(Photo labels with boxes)
---+---
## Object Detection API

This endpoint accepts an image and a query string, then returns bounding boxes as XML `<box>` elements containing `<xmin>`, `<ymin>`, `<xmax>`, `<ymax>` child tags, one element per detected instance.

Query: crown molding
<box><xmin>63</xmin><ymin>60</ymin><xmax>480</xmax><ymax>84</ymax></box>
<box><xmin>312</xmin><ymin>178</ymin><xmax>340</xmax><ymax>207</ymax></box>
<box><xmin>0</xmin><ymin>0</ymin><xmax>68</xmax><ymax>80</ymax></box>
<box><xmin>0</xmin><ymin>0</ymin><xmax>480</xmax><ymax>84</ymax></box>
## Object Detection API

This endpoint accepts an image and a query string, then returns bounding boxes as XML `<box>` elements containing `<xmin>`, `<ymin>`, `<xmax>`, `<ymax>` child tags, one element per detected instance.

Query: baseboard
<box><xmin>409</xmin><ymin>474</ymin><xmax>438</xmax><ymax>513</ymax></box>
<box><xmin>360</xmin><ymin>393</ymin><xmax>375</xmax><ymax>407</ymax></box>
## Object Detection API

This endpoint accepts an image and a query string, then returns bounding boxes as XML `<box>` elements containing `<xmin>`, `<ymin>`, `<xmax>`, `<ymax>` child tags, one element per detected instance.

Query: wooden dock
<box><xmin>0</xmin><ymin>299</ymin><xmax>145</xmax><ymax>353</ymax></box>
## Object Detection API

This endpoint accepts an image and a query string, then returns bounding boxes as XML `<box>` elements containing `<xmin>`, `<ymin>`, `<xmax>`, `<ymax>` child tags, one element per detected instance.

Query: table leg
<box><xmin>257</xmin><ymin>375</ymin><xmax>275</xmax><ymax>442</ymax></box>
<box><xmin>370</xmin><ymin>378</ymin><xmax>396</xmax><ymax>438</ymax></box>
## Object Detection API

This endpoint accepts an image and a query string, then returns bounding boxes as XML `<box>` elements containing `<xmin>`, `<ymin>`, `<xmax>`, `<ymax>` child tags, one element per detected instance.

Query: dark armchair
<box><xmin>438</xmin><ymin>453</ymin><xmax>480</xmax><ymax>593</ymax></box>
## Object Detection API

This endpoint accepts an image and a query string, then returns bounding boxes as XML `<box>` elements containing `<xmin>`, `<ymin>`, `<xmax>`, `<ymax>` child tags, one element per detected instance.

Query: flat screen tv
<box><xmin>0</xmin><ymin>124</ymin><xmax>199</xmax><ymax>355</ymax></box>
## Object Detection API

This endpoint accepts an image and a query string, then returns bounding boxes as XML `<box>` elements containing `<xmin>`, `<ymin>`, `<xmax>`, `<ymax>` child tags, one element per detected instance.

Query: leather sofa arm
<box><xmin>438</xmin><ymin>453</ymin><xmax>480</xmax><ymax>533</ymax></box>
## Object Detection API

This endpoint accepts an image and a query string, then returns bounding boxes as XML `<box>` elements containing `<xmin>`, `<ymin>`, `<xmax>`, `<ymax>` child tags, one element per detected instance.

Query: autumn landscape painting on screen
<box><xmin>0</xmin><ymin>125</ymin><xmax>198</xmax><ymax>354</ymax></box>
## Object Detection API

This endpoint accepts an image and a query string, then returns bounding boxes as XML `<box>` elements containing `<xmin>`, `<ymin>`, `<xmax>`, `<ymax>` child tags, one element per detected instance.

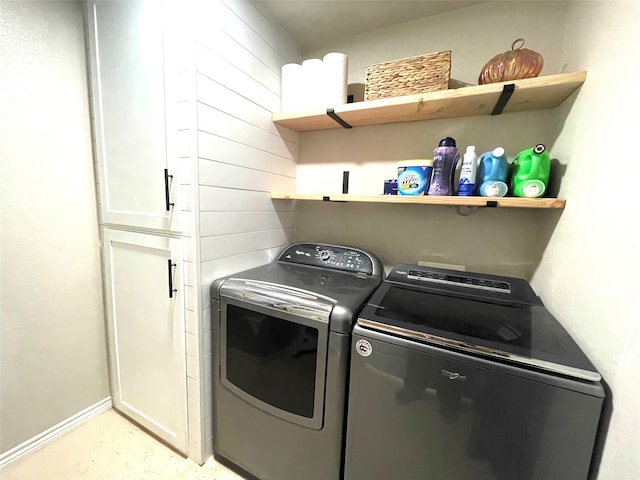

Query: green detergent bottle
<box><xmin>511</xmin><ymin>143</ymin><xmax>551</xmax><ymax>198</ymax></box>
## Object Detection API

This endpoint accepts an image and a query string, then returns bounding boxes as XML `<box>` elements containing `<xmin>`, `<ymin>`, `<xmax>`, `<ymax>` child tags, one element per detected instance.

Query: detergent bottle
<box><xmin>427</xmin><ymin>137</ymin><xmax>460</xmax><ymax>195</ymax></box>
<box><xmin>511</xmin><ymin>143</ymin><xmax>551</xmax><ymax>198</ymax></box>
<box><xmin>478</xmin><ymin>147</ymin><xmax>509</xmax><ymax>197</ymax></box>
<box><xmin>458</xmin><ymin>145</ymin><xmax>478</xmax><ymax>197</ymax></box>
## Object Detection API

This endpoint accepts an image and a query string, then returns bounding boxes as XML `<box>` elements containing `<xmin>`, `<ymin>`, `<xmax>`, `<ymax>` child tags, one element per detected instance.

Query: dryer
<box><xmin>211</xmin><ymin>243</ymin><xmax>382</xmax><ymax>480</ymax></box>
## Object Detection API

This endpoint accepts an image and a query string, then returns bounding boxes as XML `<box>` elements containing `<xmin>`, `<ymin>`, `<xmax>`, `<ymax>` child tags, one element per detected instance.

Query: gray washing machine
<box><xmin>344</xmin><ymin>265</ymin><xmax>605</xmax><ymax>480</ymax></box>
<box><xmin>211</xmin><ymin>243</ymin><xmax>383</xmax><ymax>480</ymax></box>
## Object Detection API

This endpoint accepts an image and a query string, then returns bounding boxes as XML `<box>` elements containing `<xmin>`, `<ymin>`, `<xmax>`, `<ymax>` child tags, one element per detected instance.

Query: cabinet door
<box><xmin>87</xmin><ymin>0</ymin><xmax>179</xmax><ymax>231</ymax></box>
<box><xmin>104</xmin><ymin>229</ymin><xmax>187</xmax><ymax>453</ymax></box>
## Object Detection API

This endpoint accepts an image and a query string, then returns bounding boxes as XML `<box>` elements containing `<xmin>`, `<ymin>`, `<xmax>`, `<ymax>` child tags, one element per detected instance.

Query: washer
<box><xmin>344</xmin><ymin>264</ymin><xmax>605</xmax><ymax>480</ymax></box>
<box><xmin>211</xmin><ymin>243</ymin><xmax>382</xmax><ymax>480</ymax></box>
---+---
What to do
Rewrite the records above, changing every "endpoint" to "service" and leaving all other text as it is. Leave the pictures out of your answer.

Solution to the exercise
## Object Detection API

This service accepts an image and a query string, then returns bounding boxes as XML `<box>` elements containing `<xmin>`, `<ymin>`, `<xmax>`, `<ymax>` child tags, one element per detected instance.

Query: crown molding
<box><xmin>63</xmin><ymin>60</ymin><xmax>480</xmax><ymax>84</ymax></box>
<box><xmin>312</xmin><ymin>178</ymin><xmax>340</xmax><ymax>207</ymax></box>
<box><xmin>0</xmin><ymin>0</ymin><xmax>68</xmax><ymax>80</ymax></box>
<box><xmin>0</xmin><ymin>0</ymin><xmax>480</xmax><ymax>84</ymax></box>
## Object Detection API

This service accepts an image and a query string, then returns bounding boxes as XML `<box>` elements containing `<xmin>`, `<ymin>`, `<xmax>`, `<ymax>` child tags, one element per detected instance.

Query: baseboard
<box><xmin>409</xmin><ymin>474</ymin><xmax>438</xmax><ymax>513</ymax></box>
<box><xmin>360</xmin><ymin>393</ymin><xmax>375</xmax><ymax>407</ymax></box>
## Object Detection API

This service accepts an image and a query string, then returns bounding boxes as XML `<box>` elements containing `<xmin>`, `<ymin>`, `<xmax>`, `<ymax>` child tags, one element per detected instance.

Query: wooden dock
<box><xmin>0</xmin><ymin>299</ymin><xmax>145</xmax><ymax>353</ymax></box>
## Object Detection API

This service accepts an image and a query string, then returns bounding boxes as XML `<box>` elements containing `<xmin>`, `<ymin>`, `<xmax>`, `<ymax>` child tags, one element per detected instance.

Query: table leg
<box><xmin>257</xmin><ymin>375</ymin><xmax>275</xmax><ymax>442</ymax></box>
<box><xmin>370</xmin><ymin>378</ymin><xmax>396</xmax><ymax>438</ymax></box>
## Object Detection API

This service accepts an image and a query string, then returns bounding boxes as XML `<box>` elements containing `<xmin>`, `<ymin>`, `<xmax>`, `<ymax>` child tags, one element per detected instance.

Query: dark armchair
<box><xmin>438</xmin><ymin>453</ymin><xmax>480</xmax><ymax>593</ymax></box>
## Object Detection API

This service accepts an image and a query string, then returns bounding boxes as XML `<box>` elements containing `<xmin>`, `<ymin>`, `<xmax>`, `<ymax>` child tags, one element per detected instance.

Query: flat screen tv
<box><xmin>0</xmin><ymin>124</ymin><xmax>199</xmax><ymax>355</ymax></box>
## Object Detection API

This service accepts an image and a query string, then returns bounding boxes as XML `<box>` elements containing `<xmin>`, `<ymin>`, `<xmax>`, `<ymax>` child tags, one element per detected instance.

Query: leather sofa arm
<box><xmin>438</xmin><ymin>453</ymin><xmax>480</xmax><ymax>533</ymax></box>
## Object Detection API

This service accepts an image and a query string, then returns bounding boxes as XML `<box>` elements containing `<xmin>`, `<ymin>`, `<xmax>`, `<ymax>` child tags, one element per detected instance.

Query: autumn landscape painting on screen
<box><xmin>0</xmin><ymin>125</ymin><xmax>198</xmax><ymax>354</ymax></box>
## Object Detection API

This service accepts an image and a query string, then returns bounding boxes as XML `<box>` elements containing `<xmin>`, `<ymin>`, `<xmax>`, `<ymax>` child tags, one element per detected instance.


Query: green detergent bottle
<box><xmin>511</xmin><ymin>143</ymin><xmax>551</xmax><ymax>198</ymax></box>
## Object Detection API

This service accepts an image and a query string, then returns bounding boxes as XML `<box>` elements containing `<xmin>`, `<ymin>`, `<xmax>`, `<ymax>` child tags, one element per detected instance.

Query: detergent bottle
<box><xmin>427</xmin><ymin>137</ymin><xmax>460</xmax><ymax>195</ymax></box>
<box><xmin>511</xmin><ymin>143</ymin><xmax>551</xmax><ymax>198</ymax></box>
<box><xmin>478</xmin><ymin>147</ymin><xmax>509</xmax><ymax>197</ymax></box>
<box><xmin>458</xmin><ymin>145</ymin><xmax>478</xmax><ymax>197</ymax></box>
## Object Detection API

This service accepts an image and a query string, then returns bounding boxes as XML `<box>` elements containing `<xmin>`, `<ymin>`, `<xmax>`, `<ymax>` child tags, one element per detected instance.

Query: dryer
<box><xmin>211</xmin><ymin>243</ymin><xmax>382</xmax><ymax>480</ymax></box>
## Object Detection API

This service accepts an image and a query string, then returns bounding boxes as XML `<box>` elements containing `<xmin>`, `<ymin>`, `<xmax>`, `<ymax>` child tags, one element per detected instance.

Query: gray washing machine
<box><xmin>344</xmin><ymin>265</ymin><xmax>605</xmax><ymax>480</ymax></box>
<box><xmin>211</xmin><ymin>243</ymin><xmax>383</xmax><ymax>480</ymax></box>
## Object Detection API

This service accepts an image and a query string, then returns bounding boxes as XML `<box>` elements containing `<xmin>`, `<ymin>`, `<xmax>`, `<ymax>` child tags, one element per detected instance.

Query: cabinet door
<box><xmin>87</xmin><ymin>0</ymin><xmax>179</xmax><ymax>231</ymax></box>
<box><xmin>104</xmin><ymin>229</ymin><xmax>187</xmax><ymax>453</ymax></box>
## Object Detection API

This service accepts an image and a query string, then returns bounding boxes as XML `<box>` elements containing `<xmin>`, `<ymin>`, `<xmax>`, `<ymax>` child tags, one element per detected instance.

Query: washer
<box><xmin>344</xmin><ymin>264</ymin><xmax>605</xmax><ymax>480</ymax></box>
<box><xmin>211</xmin><ymin>243</ymin><xmax>382</xmax><ymax>480</ymax></box>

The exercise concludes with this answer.